◆ WHAT THE TASK REQUIRES: Write out the lines from the line containing "Task: locate the low" through the final line of the listing below, exactly, omitting every other line.

◆ RECORD LIST:
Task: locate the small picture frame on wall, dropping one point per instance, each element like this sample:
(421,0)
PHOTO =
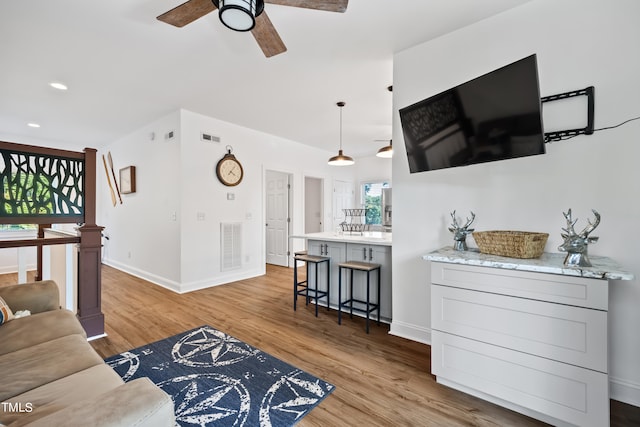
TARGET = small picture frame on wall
(128,180)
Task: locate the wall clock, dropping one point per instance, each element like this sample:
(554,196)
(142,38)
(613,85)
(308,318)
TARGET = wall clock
(128,180)
(229,170)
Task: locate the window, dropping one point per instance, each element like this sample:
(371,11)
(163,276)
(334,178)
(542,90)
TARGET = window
(372,201)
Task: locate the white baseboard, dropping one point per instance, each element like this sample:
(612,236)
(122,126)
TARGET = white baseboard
(150,277)
(624,391)
(410,332)
(6,269)
(182,288)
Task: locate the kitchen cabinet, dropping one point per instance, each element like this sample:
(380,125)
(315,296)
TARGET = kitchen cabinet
(372,247)
(529,335)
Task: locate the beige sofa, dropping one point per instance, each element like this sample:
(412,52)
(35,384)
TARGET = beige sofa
(51,376)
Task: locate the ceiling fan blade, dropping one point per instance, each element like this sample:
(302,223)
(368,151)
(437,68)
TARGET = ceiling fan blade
(326,5)
(267,37)
(187,12)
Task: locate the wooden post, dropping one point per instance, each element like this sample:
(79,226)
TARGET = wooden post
(90,256)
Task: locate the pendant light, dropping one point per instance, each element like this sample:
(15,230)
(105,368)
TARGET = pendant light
(239,15)
(340,159)
(387,151)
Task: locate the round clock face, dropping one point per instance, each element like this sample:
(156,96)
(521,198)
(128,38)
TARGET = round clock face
(229,170)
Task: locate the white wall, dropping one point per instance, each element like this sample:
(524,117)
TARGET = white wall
(176,179)
(579,43)
(144,231)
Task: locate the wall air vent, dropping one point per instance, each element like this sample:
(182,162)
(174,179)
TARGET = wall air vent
(230,246)
(207,137)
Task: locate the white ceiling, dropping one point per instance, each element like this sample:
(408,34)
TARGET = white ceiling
(125,69)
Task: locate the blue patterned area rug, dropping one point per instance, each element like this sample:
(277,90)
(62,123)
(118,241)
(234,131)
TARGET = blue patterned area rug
(217,380)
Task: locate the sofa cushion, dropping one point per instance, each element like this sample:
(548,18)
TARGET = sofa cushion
(37,328)
(33,296)
(31,367)
(49,398)
(5,312)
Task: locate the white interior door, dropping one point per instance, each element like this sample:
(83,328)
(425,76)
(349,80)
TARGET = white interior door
(277,218)
(313,204)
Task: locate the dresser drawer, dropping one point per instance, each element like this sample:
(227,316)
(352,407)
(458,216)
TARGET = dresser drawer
(568,334)
(568,393)
(578,291)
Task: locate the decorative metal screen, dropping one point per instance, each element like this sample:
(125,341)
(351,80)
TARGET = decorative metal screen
(41,185)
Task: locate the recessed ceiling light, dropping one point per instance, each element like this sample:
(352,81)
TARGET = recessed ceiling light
(58,85)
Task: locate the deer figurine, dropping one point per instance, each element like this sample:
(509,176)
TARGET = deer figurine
(576,244)
(460,233)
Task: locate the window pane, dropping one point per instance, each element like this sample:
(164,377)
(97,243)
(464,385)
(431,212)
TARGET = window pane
(372,196)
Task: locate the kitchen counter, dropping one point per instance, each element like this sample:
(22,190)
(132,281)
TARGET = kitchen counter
(553,263)
(367,237)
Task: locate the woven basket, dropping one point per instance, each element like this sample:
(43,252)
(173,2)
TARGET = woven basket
(513,244)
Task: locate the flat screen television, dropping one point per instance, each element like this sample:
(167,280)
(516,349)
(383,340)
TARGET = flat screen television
(496,116)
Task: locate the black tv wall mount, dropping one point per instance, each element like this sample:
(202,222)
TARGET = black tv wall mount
(570,133)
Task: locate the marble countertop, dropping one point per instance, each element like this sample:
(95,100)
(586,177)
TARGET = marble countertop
(367,237)
(553,263)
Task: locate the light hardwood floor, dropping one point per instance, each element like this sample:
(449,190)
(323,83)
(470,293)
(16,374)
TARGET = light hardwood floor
(380,379)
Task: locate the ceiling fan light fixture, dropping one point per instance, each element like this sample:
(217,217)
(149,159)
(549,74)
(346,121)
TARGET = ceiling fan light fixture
(386,152)
(341,160)
(239,15)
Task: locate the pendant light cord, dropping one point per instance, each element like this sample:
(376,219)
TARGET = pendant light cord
(340,128)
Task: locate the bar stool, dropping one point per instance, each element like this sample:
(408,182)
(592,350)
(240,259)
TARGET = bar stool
(364,306)
(302,288)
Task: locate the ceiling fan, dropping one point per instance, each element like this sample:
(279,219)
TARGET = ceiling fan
(246,15)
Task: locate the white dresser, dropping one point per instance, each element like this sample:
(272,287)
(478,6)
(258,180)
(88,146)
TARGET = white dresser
(529,335)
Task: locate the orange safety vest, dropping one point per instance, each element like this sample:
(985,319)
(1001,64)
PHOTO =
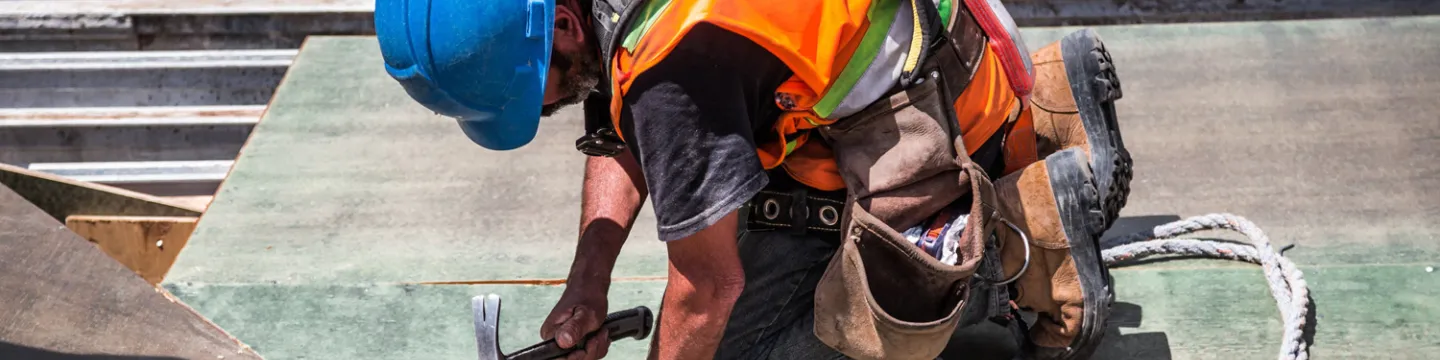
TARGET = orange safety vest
(844,58)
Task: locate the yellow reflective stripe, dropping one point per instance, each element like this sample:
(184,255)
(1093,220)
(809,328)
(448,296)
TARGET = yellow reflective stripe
(916,38)
(789,146)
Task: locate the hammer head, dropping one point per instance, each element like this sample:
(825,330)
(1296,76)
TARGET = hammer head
(487,326)
(634,323)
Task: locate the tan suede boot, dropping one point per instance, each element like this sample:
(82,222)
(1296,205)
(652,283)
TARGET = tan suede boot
(1073,104)
(1056,254)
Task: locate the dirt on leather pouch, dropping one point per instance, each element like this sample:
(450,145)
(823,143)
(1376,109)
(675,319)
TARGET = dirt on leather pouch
(903,159)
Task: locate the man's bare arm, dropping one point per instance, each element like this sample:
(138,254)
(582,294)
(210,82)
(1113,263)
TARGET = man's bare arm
(611,199)
(706,280)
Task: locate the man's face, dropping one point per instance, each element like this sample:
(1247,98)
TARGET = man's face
(575,65)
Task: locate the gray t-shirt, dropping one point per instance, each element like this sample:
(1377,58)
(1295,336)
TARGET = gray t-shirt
(693,121)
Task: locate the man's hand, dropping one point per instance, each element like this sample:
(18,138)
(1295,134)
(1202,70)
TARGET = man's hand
(581,311)
(611,199)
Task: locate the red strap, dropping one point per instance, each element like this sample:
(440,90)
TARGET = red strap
(1004,48)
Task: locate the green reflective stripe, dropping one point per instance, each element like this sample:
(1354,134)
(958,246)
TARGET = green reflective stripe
(650,15)
(789,147)
(882,15)
(945,13)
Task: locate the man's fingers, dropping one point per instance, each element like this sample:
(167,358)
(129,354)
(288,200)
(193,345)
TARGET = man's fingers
(572,331)
(547,329)
(578,354)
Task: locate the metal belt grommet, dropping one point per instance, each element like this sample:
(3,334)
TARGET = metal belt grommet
(771,209)
(828,215)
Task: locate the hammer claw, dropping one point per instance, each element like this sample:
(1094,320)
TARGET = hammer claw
(487,326)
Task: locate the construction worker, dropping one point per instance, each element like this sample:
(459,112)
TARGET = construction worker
(785,146)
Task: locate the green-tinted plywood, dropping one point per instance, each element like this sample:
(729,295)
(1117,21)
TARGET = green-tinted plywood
(1322,133)
(347,180)
(389,321)
(1362,313)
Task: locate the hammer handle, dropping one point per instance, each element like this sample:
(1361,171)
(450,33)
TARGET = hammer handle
(621,324)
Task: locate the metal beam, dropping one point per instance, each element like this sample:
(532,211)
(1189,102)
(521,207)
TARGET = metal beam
(55,79)
(153,177)
(124,134)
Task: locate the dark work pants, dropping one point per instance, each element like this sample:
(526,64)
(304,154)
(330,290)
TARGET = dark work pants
(774,317)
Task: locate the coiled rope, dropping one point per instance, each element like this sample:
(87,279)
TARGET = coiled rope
(1286,281)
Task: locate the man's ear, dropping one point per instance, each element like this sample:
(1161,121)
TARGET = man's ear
(568,26)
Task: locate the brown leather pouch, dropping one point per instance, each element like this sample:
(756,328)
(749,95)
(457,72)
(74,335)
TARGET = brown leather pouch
(902,160)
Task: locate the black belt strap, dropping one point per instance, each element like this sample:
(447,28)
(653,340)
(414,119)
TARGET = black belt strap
(785,205)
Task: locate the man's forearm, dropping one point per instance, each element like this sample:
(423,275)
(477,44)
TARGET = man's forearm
(706,278)
(611,199)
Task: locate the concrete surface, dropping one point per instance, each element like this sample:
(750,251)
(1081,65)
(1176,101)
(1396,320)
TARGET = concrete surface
(1324,133)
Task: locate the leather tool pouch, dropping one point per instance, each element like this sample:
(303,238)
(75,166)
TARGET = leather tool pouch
(903,159)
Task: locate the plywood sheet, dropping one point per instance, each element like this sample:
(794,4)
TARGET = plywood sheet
(147,245)
(66,298)
(61,198)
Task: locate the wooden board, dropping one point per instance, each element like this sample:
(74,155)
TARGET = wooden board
(65,298)
(147,245)
(1322,133)
(62,198)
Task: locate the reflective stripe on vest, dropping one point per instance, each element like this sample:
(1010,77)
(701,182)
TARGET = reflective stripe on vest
(844,54)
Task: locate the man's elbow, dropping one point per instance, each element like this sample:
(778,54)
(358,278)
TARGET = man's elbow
(729,288)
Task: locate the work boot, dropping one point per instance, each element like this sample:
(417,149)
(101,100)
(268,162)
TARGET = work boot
(1073,105)
(1056,254)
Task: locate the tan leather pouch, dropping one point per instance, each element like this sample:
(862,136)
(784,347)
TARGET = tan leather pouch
(903,160)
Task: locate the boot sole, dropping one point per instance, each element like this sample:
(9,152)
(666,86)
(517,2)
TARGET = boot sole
(1096,87)
(1082,219)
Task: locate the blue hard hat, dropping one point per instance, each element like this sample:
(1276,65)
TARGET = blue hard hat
(483,62)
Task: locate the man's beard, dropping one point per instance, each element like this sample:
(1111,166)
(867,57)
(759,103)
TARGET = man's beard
(581,75)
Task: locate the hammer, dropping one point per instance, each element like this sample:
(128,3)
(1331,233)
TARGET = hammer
(625,323)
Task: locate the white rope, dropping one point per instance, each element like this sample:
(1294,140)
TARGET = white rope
(1286,281)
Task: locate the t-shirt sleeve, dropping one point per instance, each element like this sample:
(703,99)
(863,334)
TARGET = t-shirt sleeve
(690,123)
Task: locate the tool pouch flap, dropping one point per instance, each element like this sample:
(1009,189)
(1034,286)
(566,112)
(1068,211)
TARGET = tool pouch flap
(902,159)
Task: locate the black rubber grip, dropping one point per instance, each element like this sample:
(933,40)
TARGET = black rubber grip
(627,323)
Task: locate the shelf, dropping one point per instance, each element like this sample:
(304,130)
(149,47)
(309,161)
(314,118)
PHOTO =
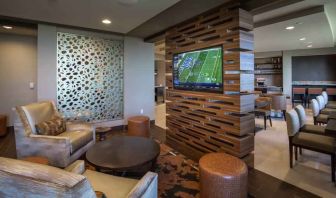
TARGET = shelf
(269,69)
(267,73)
(267,63)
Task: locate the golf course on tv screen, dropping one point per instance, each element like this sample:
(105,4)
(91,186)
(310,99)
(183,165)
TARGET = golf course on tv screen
(199,70)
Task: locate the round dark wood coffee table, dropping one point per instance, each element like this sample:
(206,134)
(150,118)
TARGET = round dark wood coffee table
(123,153)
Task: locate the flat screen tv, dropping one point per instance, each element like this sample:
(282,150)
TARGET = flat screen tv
(199,70)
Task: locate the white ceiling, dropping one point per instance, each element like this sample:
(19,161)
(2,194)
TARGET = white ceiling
(316,28)
(87,13)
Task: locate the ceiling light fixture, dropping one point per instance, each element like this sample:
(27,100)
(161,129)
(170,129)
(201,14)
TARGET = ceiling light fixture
(7,27)
(128,2)
(290,27)
(106,21)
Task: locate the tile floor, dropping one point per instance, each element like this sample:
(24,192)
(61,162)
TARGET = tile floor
(311,172)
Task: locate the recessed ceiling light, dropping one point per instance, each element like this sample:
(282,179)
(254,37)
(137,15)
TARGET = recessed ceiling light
(7,27)
(128,2)
(106,21)
(290,27)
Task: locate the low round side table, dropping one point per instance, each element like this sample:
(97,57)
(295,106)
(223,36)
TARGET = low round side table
(37,159)
(101,132)
(222,175)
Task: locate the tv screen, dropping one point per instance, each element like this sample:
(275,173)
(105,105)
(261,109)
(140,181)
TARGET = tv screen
(199,70)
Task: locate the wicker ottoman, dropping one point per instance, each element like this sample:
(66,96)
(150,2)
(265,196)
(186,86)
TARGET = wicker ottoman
(222,175)
(138,126)
(3,125)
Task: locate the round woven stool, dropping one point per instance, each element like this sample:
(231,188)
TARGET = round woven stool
(138,126)
(222,175)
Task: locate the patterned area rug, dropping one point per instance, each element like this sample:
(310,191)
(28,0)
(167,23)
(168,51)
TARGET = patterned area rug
(178,176)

◆ OUTPUT BELOW:
Task: locate the low round side table, dropping one point per instance, each element like this sample:
(97,57)
(295,106)
(223,36)
TARGET = low round side table
(37,159)
(101,132)
(222,175)
Task: locate the tv screen, dropping one point per instance, each element like this sample:
(275,173)
(105,105)
(261,109)
(140,181)
TARGET = tv screen
(199,70)
Task: locate the wicker ottoman, dropping one point per instance, each element like this sample:
(66,96)
(150,2)
(265,196)
(186,86)
TARGET = wicker ottoman
(222,175)
(138,126)
(3,125)
Task: locate the round woven stool, dropping one point per instance, each element like this sample:
(231,188)
TARGET = round woven stool
(138,126)
(222,175)
Task: locate the patterned area rug, dropping one point per instance, each element like this sample:
(310,191)
(28,0)
(167,23)
(168,51)
TARGET = patterned area rug
(178,176)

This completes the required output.